> _ASSIGNMENT_
Although the entries contain pictures, copy only their text, exactly as written.

LISTED ENTRIES section start

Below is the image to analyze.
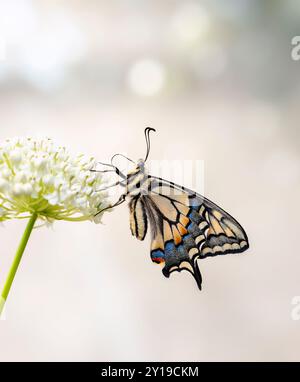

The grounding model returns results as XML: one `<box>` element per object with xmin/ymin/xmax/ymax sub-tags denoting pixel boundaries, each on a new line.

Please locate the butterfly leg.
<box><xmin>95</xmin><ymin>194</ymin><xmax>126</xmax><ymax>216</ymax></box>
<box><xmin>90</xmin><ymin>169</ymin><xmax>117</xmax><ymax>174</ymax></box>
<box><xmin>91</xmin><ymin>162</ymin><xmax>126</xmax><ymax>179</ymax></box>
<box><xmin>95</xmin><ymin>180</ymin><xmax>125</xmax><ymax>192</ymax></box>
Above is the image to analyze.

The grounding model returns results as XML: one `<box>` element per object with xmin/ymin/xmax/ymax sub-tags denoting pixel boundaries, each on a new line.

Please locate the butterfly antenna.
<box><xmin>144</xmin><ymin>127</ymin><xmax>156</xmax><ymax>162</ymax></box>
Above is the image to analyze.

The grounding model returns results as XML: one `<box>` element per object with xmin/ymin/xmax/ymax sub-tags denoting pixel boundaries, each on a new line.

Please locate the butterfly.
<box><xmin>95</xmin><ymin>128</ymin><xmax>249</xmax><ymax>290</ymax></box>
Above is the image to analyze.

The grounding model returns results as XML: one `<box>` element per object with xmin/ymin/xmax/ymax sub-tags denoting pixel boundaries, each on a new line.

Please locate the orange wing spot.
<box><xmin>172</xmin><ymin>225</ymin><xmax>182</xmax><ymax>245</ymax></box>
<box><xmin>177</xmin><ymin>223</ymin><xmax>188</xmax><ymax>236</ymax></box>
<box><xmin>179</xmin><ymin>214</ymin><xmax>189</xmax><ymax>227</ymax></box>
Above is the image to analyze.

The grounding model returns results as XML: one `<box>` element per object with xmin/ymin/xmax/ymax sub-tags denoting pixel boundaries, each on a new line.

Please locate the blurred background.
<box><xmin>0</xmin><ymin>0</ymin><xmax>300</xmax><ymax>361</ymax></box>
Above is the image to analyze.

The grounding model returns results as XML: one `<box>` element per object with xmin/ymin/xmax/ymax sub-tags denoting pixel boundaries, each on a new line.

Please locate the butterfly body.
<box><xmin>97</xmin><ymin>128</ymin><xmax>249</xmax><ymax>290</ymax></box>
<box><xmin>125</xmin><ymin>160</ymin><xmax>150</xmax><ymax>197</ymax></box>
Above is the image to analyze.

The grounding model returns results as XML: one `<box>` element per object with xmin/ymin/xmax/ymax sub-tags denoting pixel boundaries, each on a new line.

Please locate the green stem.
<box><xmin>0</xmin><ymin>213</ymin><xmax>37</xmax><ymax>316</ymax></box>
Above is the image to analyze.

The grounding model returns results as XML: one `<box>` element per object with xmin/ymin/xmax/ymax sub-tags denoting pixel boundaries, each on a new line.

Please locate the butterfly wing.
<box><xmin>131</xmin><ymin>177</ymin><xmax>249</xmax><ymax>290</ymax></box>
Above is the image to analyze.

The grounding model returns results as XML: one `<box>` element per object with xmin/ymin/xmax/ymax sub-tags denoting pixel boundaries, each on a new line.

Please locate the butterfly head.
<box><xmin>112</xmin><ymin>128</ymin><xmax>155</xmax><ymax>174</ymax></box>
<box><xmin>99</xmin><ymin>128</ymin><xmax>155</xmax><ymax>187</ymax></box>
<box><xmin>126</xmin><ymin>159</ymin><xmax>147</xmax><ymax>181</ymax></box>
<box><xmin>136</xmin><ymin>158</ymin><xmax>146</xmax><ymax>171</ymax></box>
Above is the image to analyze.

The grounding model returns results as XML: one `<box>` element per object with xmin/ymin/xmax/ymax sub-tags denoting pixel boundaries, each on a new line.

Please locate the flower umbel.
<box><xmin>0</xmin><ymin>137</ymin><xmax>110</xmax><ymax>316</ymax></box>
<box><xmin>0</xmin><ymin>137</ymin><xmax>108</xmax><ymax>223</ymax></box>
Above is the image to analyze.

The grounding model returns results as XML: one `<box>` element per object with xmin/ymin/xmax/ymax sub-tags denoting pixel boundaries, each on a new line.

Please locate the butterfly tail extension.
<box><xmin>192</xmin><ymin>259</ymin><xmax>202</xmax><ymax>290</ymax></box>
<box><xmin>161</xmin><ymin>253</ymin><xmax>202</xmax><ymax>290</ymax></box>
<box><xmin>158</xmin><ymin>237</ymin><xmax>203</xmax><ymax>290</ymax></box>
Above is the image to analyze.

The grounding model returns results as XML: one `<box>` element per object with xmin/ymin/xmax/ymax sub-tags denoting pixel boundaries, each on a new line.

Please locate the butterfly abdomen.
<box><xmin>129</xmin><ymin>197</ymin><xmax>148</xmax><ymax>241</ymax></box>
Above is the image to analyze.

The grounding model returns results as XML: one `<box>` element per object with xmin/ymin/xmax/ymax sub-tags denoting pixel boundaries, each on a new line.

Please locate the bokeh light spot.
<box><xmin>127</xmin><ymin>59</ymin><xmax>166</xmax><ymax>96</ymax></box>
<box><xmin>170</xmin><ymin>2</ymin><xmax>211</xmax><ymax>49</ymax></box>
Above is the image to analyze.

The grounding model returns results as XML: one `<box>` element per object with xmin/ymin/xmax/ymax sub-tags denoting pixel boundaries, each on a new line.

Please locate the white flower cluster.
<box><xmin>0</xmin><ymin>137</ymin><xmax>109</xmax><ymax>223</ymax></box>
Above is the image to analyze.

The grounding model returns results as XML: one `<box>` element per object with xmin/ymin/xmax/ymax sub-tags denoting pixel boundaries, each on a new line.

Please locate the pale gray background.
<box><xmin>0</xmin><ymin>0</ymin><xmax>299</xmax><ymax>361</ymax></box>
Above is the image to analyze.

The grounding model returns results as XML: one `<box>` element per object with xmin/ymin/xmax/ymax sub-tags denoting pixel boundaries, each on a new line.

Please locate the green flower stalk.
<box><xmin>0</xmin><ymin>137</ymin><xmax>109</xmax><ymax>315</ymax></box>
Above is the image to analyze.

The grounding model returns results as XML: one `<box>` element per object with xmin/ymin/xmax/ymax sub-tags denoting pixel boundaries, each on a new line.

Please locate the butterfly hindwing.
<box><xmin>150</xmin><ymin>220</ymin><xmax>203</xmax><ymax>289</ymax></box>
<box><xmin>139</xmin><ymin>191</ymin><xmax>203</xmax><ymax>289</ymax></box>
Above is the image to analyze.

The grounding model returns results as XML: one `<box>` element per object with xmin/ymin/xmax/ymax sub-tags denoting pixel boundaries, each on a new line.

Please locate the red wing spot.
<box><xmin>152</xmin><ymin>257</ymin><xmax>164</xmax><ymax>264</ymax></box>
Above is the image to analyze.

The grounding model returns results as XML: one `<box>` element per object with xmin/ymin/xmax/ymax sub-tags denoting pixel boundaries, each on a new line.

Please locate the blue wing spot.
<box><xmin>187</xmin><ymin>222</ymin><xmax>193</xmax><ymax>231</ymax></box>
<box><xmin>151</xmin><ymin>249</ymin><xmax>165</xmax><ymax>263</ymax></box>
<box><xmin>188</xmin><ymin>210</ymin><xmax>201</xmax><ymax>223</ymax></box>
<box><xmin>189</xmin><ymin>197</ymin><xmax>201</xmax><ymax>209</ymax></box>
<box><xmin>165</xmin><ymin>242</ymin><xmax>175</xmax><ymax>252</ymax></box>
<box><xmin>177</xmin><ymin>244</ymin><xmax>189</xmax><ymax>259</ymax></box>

LISTED ENTRIES section end

> _FINAL ANSWER_
Below is the image to analyze.

The grounding model returns results as XML: one `<box>` element per object with xmin/ymin/xmax/ymax sub-tags denoting pixel boundaries, each on a new line.

Please locate the butterfly leg.
<box><xmin>95</xmin><ymin>194</ymin><xmax>126</xmax><ymax>216</ymax></box>
<box><xmin>90</xmin><ymin>169</ymin><xmax>117</xmax><ymax>174</ymax></box>
<box><xmin>91</xmin><ymin>162</ymin><xmax>126</xmax><ymax>179</ymax></box>
<box><xmin>95</xmin><ymin>180</ymin><xmax>125</xmax><ymax>192</ymax></box>
Above is the image to analyze.

The grounding model returns results as XML: one `<box>` element per object with xmin/ymin/xmax/ymax sub-tags denoting pixel boundaries, each on a new line.

Please locate the butterfly antenna.
<box><xmin>144</xmin><ymin>127</ymin><xmax>156</xmax><ymax>162</ymax></box>
Above is the image to analyze.

The grounding model returns results as XML: one `<box>` element per object with xmin/ymin/xmax/ymax sub-tags denoting pixel boundaries, each on a new line.

Please locate the butterfly.
<box><xmin>95</xmin><ymin>128</ymin><xmax>249</xmax><ymax>290</ymax></box>
Above is the image to analyze.

The grounding model returns results as XML: one `<box>` element per object with xmin/ymin/xmax/ymax sub-tags denoting pixel boundaries, each on a new line.

Please locate the orange wing spot.
<box><xmin>172</xmin><ymin>225</ymin><xmax>182</xmax><ymax>245</ymax></box>
<box><xmin>177</xmin><ymin>223</ymin><xmax>188</xmax><ymax>236</ymax></box>
<box><xmin>179</xmin><ymin>214</ymin><xmax>189</xmax><ymax>227</ymax></box>
Above is the image to analyze.

The grounding model returns results as XML: one `<box>` element per object with xmin/ymin/xmax/ymax sub-tags denoting pixel boundaries, each on a new line.

Please locate the blurred background.
<box><xmin>0</xmin><ymin>0</ymin><xmax>300</xmax><ymax>361</ymax></box>
Above is the image to analyze.

The grounding model returns results as XML: one `<box>` element per object with xmin/ymin/xmax/ymax sub-tags denoting pixel boundaries, each on a new line.

Please locate the butterfly body.
<box><xmin>97</xmin><ymin>128</ymin><xmax>249</xmax><ymax>290</ymax></box>
<box><xmin>125</xmin><ymin>160</ymin><xmax>150</xmax><ymax>197</ymax></box>
Above is the image to analyze.

The grounding model returns results as XML: one `<box>` element per object with xmin/ymin/xmax/ymax sub-tags denoting pixel boundaries, each on a new line.

Please locate the green stem.
<box><xmin>0</xmin><ymin>213</ymin><xmax>37</xmax><ymax>316</ymax></box>
Above is the image to analyze.

The grounding model returns results as XML: one `<box>` element per object with xmin/ymin/xmax/ymax sub-tags denoting pixel boundaries, each on a new line.

Please locate the butterfly wing.
<box><xmin>131</xmin><ymin>177</ymin><xmax>249</xmax><ymax>290</ymax></box>
Above is the image to analyze.

The grounding model returns results as XML: one `<box>` element per object with xmin/ymin/xmax/ymax sub-tags denoting pixel boundaries, each on a new line.

Please locate the butterfly head.
<box><xmin>112</xmin><ymin>128</ymin><xmax>155</xmax><ymax>174</ymax></box>
<box><xmin>99</xmin><ymin>128</ymin><xmax>155</xmax><ymax>187</ymax></box>
<box><xmin>126</xmin><ymin>159</ymin><xmax>147</xmax><ymax>181</ymax></box>
<box><xmin>136</xmin><ymin>158</ymin><xmax>146</xmax><ymax>171</ymax></box>
Above is the image to analyze.

The grounding model returns results as XML: one `<box>` element per object with xmin/ymin/xmax/ymax sub-tags denoting pixel boundaries, each on a new line.

Please locate the flower umbel.
<box><xmin>0</xmin><ymin>137</ymin><xmax>110</xmax><ymax>316</ymax></box>
<box><xmin>0</xmin><ymin>137</ymin><xmax>108</xmax><ymax>223</ymax></box>
Above is the image to analyze.

The grounding model returns results as XML: one `<box>` element per object with xmin/ymin/xmax/ymax sub-tags denoting pixel boundaries, each on a new line.

Please locate the butterfly tail extension.
<box><xmin>192</xmin><ymin>259</ymin><xmax>202</xmax><ymax>290</ymax></box>
<box><xmin>161</xmin><ymin>253</ymin><xmax>202</xmax><ymax>290</ymax></box>
<box><xmin>158</xmin><ymin>237</ymin><xmax>203</xmax><ymax>290</ymax></box>
Above is the image to analyze.

The grounding model returns results as XML: one `<box>` element per object with xmin/ymin/xmax/ymax sub-tags denoting pixel boundaries, each on a new line.

Please locate the butterfly abdomen.
<box><xmin>129</xmin><ymin>197</ymin><xmax>148</xmax><ymax>241</ymax></box>
Above is the image to analyze.

The grounding model returns results as XML: one `<box>` element per object with xmin/ymin/xmax/ymax sub-tags denoting pixel boundaries, each on a new line.

Please locate the bokeh light spot.
<box><xmin>127</xmin><ymin>59</ymin><xmax>166</xmax><ymax>96</ymax></box>
<box><xmin>170</xmin><ymin>2</ymin><xmax>211</xmax><ymax>49</ymax></box>
Above is the image to analyze.

The grounding model returns results as XML: one `<box>` element per object with xmin/ymin/xmax/ymax sub-tags denoting pixel boundaries, each on a new line.

Please locate the white flower cluster.
<box><xmin>0</xmin><ymin>137</ymin><xmax>109</xmax><ymax>223</ymax></box>
Above is the image to analyze.

The grounding model returns results as XML: one `<box>` element per object with xmin/ymin/xmax/ymax sub-tags denoting pixel boundaries, each on a new line.

Please locate the pale gray background.
<box><xmin>0</xmin><ymin>0</ymin><xmax>299</xmax><ymax>361</ymax></box>
Above is the image to analyze.

The grounding model returns results as XML: one `<box>` element per object with xmin/ymin/xmax/ymax sub-tags denoting pixel boundaries, each on a new line.

Please locate the green flower stalk.
<box><xmin>0</xmin><ymin>137</ymin><xmax>109</xmax><ymax>315</ymax></box>
Above is the image to analyze.

The grounding model returns results as XML: one `<box>` element per object with xmin/ymin/xmax/ymax sub-tags denoting pixel boundaries, each on a new line.

Please locate the butterfly hindwing.
<box><xmin>150</xmin><ymin>220</ymin><xmax>203</xmax><ymax>289</ymax></box>
<box><xmin>139</xmin><ymin>191</ymin><xmax>203</xmax><ymax>289</ymax></box>
Above is the image to analyze.

The grounding model returns results as XML: one `<box>` element per object with xmin/ymin/xmax/ymax sub-tags denoting pixel boundaries, each on a new line.

Please locate the red wing spot.
<box><xmin>152</xmin><ymin>257</ymin><xmax>164</xmax><ymax>264</ymax></box>
Above is the image to analyze.

The grounding model returns results as XML: one `<box>` element per object with xmin/ymin/xmax/ymax sub-tags denoting pixel boundaries, each on a new line.

Please locate the blue wing spot.
<box><xmin>187</xmin><ymin>222</ymin><xmax>193</xmax><ymax>231</ymax></box>
<box><xmin>151</xmin><ymin>249</ymin><xmax>165</xmax><ymax>263</ymax></box>
<box><xmin>188</xmin><ymin>210</ymin><xmax>201</xmax><ymax>223</ymax></box>
<box><xmin>189</xmin><ymin>197</ymin><xmax>201</xmax><ymax>209</ymax></box>
<box><xmin>165</xmin><ymin>242</ymin><xmax>175</xmax><ymax>252</ymax></box>
<box><xmin>177</xmin><ymin>244</ymin><xmax>189</xmax><ymax>259</ymax></box>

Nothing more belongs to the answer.